[Start of Attachment]

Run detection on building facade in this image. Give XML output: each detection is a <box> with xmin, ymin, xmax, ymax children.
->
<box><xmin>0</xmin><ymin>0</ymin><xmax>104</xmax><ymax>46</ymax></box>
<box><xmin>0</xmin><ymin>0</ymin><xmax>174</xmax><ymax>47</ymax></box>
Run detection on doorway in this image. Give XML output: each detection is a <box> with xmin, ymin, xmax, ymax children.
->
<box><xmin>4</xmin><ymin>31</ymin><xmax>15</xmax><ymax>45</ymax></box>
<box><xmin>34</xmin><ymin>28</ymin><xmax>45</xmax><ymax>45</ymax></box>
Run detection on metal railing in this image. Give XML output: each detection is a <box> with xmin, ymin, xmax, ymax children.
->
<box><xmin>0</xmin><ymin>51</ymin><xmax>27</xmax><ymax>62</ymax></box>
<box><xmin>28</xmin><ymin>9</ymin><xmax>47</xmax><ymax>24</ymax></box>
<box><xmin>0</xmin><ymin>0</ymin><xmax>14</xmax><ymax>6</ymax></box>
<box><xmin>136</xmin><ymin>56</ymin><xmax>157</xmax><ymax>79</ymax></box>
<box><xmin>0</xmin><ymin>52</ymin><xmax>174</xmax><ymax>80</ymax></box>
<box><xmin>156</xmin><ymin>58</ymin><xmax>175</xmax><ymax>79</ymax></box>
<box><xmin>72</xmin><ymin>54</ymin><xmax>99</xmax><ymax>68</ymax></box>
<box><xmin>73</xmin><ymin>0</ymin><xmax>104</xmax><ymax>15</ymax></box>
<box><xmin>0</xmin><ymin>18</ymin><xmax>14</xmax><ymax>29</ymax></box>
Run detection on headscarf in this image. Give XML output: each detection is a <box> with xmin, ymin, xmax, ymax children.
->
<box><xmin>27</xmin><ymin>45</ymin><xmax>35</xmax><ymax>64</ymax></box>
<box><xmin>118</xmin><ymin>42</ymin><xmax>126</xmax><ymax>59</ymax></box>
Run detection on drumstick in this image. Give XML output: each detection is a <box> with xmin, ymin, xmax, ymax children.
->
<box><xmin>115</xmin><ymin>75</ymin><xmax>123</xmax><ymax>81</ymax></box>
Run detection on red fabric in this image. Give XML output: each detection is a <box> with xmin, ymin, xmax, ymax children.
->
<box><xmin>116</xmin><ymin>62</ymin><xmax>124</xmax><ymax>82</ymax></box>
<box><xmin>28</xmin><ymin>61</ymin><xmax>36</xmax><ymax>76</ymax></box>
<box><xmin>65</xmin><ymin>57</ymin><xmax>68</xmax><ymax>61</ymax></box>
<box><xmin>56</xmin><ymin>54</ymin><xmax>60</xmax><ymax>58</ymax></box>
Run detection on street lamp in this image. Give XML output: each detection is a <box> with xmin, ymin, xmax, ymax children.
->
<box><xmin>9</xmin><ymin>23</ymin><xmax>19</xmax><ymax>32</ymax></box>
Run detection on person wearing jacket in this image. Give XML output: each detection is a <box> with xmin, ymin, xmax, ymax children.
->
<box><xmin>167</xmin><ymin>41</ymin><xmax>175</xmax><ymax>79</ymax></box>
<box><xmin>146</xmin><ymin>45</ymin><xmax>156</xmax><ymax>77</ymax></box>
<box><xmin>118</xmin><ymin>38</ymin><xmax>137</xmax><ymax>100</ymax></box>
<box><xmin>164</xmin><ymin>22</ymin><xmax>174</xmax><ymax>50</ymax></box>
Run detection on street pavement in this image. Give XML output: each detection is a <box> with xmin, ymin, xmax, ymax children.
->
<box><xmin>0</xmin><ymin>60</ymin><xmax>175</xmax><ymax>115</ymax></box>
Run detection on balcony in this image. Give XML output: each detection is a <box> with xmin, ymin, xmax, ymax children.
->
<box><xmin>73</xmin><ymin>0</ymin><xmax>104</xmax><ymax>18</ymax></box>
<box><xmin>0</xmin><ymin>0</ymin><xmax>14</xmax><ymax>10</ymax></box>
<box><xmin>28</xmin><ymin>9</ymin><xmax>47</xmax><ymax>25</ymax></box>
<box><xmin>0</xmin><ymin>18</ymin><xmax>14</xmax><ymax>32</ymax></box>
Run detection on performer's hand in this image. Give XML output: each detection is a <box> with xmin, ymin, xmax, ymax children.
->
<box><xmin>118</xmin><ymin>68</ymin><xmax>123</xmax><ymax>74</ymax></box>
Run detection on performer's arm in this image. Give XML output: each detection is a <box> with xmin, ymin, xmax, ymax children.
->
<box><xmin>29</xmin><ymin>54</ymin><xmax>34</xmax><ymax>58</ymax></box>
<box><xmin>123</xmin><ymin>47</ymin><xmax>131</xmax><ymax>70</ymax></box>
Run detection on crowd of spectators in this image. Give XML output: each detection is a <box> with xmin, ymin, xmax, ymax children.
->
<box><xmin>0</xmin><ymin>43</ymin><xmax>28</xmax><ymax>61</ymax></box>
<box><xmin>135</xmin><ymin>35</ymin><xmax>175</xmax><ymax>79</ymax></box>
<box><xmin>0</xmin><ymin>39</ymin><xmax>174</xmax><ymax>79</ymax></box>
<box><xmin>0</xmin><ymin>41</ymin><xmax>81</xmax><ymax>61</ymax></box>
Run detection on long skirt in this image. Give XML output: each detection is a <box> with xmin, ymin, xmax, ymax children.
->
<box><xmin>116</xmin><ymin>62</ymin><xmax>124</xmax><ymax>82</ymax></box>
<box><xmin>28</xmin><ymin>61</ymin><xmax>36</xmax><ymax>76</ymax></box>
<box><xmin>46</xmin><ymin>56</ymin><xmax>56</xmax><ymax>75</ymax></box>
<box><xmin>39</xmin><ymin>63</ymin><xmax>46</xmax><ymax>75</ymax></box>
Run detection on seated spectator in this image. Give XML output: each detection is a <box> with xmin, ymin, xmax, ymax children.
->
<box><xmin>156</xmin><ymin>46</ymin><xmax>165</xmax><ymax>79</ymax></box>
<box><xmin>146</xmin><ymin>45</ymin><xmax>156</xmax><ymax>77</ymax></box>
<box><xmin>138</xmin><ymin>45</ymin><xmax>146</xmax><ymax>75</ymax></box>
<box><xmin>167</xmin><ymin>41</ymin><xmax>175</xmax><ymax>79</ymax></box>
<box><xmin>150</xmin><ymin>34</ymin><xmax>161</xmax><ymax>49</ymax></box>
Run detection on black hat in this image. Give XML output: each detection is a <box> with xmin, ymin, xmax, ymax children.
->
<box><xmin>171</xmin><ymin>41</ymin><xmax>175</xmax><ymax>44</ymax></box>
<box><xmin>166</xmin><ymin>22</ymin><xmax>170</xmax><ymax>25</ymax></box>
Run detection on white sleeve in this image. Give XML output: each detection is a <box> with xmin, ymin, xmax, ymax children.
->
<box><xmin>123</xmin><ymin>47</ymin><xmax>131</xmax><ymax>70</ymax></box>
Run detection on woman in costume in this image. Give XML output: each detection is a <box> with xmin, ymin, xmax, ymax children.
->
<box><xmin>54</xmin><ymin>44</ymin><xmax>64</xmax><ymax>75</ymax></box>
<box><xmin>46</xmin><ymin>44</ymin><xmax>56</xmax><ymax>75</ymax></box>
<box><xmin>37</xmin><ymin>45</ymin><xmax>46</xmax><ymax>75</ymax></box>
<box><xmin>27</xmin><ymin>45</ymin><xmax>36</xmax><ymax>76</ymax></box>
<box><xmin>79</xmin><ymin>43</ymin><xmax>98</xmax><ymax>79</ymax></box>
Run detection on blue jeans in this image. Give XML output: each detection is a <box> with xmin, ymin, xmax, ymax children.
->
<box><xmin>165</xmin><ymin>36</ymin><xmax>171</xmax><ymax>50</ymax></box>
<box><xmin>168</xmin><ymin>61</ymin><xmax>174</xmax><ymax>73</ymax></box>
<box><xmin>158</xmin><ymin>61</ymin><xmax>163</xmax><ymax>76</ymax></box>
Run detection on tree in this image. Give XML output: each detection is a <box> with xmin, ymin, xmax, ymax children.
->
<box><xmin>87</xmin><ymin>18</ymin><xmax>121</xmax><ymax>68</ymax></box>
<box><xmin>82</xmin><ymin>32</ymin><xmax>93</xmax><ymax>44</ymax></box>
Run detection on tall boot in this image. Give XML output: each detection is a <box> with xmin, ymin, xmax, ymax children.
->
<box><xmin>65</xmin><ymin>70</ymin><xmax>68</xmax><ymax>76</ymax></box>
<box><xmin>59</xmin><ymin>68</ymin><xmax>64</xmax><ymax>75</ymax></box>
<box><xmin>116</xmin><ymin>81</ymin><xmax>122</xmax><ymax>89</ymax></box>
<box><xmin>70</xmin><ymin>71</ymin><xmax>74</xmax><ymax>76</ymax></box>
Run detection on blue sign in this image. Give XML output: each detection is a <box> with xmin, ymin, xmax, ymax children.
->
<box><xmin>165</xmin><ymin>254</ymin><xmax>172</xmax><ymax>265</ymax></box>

[End of Attachment]

= WORK TO BE COMPLETED =
Each line in the entries above, starting at the line with "Run detection on doorway" and ending at the line with "Run detection on metal", is to be printed exactly, and only those lines.

= ANSWER BELOW =
Run detection on doorway in this image. Give XML output: each detection is a <box> with xmin, ymin, xmax, ymax children.
->
<box><xmin>4</xmin><ymin>31</ymin><xmax>15</xmax><ymax>45</ymax></box>
<box><xmin>34</xmin><ymin>28</ymin><xmax>45</xmax><ymax>45</ymax></box>
Run detection on metal railing in this image. Give XML output: each detection is a <box> with xmin, ymin, xmax, ymax children.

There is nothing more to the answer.